* WRITTEN PROBLEM
Rescale the items starting at the line that contains "above contains snow-covered" and ending at the last line of the items. Reproduce every line of that span, requests included, multiplying each bounding-box coordinate in the answers by 0.4 and rounding to the nearest whole number, with halves rounded up.

═════ SOURCE RECORDS ═════

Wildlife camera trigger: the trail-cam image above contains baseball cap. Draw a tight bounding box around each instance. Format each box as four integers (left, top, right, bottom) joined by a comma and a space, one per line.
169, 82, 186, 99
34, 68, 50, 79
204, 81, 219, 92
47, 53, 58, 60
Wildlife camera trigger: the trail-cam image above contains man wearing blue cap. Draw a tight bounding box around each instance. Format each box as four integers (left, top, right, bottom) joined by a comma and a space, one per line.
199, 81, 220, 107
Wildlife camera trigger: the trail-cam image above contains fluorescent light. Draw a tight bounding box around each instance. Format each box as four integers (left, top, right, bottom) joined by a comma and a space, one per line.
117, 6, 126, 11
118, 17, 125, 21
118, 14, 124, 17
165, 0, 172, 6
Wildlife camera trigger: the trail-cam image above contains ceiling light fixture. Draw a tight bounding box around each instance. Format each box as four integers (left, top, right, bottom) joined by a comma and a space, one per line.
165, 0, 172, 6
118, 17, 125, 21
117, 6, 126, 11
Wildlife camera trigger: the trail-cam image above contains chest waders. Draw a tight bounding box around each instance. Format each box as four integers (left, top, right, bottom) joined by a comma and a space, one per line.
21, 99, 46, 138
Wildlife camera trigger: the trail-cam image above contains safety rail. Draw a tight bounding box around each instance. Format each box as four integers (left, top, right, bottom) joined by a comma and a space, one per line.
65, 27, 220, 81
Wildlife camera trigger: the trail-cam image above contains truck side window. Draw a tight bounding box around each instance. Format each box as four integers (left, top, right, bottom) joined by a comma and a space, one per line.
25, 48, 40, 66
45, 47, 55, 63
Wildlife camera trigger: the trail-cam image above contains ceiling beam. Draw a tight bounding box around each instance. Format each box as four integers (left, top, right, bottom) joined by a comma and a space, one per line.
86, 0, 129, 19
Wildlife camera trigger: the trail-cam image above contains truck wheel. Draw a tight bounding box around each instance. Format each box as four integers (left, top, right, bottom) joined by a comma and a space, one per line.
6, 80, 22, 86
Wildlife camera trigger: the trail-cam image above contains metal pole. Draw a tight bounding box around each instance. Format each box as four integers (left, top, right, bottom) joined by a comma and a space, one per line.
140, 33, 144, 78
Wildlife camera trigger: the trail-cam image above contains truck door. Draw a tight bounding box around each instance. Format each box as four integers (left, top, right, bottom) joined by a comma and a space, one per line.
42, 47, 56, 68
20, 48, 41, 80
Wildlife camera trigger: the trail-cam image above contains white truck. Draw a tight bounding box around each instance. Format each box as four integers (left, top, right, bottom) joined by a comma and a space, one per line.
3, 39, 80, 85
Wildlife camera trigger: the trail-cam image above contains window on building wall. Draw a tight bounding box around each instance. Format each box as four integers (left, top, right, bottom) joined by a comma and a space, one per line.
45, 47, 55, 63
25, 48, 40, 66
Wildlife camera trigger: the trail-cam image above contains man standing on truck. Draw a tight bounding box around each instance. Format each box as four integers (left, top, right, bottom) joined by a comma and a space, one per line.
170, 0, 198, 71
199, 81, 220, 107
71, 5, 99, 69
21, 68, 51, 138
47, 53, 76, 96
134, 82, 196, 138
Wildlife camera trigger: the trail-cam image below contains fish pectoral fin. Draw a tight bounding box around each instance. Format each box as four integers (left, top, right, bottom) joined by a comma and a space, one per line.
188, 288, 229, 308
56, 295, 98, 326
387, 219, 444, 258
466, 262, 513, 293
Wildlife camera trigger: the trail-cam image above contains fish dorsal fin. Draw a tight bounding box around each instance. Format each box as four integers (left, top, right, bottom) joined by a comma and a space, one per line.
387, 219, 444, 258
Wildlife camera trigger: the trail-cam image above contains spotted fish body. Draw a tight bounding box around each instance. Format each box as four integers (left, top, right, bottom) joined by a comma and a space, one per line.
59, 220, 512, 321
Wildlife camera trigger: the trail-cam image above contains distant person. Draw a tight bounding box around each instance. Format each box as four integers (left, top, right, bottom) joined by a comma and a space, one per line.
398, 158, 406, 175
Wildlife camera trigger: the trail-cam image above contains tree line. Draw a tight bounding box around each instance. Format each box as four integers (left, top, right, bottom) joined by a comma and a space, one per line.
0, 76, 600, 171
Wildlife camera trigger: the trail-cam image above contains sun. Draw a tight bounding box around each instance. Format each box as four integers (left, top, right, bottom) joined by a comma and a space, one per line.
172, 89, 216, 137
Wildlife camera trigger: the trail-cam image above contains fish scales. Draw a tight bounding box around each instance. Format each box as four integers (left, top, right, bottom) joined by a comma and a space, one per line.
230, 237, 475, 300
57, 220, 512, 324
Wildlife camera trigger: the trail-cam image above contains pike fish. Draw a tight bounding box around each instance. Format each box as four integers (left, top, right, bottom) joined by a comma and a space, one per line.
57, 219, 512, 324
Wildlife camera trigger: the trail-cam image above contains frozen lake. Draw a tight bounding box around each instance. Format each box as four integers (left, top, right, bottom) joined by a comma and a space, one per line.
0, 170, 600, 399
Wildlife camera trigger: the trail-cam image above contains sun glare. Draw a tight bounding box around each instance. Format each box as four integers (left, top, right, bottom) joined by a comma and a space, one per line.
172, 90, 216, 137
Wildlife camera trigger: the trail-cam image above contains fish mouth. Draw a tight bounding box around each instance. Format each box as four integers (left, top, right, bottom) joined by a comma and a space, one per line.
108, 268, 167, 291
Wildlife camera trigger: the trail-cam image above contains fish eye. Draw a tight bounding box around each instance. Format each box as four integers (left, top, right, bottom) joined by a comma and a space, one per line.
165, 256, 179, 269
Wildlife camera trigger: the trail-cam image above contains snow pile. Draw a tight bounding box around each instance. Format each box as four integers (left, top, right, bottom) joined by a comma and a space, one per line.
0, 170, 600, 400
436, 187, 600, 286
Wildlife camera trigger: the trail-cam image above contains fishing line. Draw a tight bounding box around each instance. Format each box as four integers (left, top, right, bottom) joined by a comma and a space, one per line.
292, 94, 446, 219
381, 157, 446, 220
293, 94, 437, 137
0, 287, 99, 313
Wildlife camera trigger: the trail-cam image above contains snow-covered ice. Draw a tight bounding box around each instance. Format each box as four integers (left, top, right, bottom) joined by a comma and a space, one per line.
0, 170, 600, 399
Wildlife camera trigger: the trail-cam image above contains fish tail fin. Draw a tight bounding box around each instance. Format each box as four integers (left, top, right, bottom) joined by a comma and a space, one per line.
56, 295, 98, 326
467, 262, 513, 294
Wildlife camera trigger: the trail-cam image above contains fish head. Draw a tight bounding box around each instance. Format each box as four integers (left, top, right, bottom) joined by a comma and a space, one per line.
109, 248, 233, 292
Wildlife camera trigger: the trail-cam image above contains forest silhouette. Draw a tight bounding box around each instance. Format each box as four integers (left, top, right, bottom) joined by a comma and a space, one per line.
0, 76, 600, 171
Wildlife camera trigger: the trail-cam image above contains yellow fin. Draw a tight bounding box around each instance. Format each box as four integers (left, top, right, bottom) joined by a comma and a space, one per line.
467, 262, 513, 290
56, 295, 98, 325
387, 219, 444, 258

═════

* WRITTEN RESPONSE
Wildlife camera trigger: the trail-cam image above contains snow-covered ice. Draw a tight bounding box around each instance. Format each box as four integers (left, top, right, bottom) joined by a comma and a space, one per line.
0, 68, 240, 160
Wildlife camera trigger: the trail-cam image above contains fish tail fin. Draw a tight bounding box around each instance. Format each box as four integers (left, top, right, bottom) joined by a comma and a space, one per line.
22, 118, 39, 130
187, 105, 205, 118
Wildlife camera trigger: the trail-cam image above contains fish head. Draw a tight bounding box around each instance. Format each box as four integers (left, top, right, bottom) joined by a comma and a space, one per line.
44, 99, 93, 117
Wildlife camera trigger: the trail-cam image above contains forest silhouette. Draw a tight bounding box around each instance. Format each box as four integers (left, top, right, bottom) joined by a comma and a space, one per line.
0, 30, 240, 68
Wildlife camera trigger: the trail-cam image above contains yellow fin. Draw a tight bounding box around each instance. Format each box as four integers (left, top, right, bottom) joined by a comma and a space, one per line.
187, 105, 205, 116
22, 118, 39, 130
155, 88, 178, 103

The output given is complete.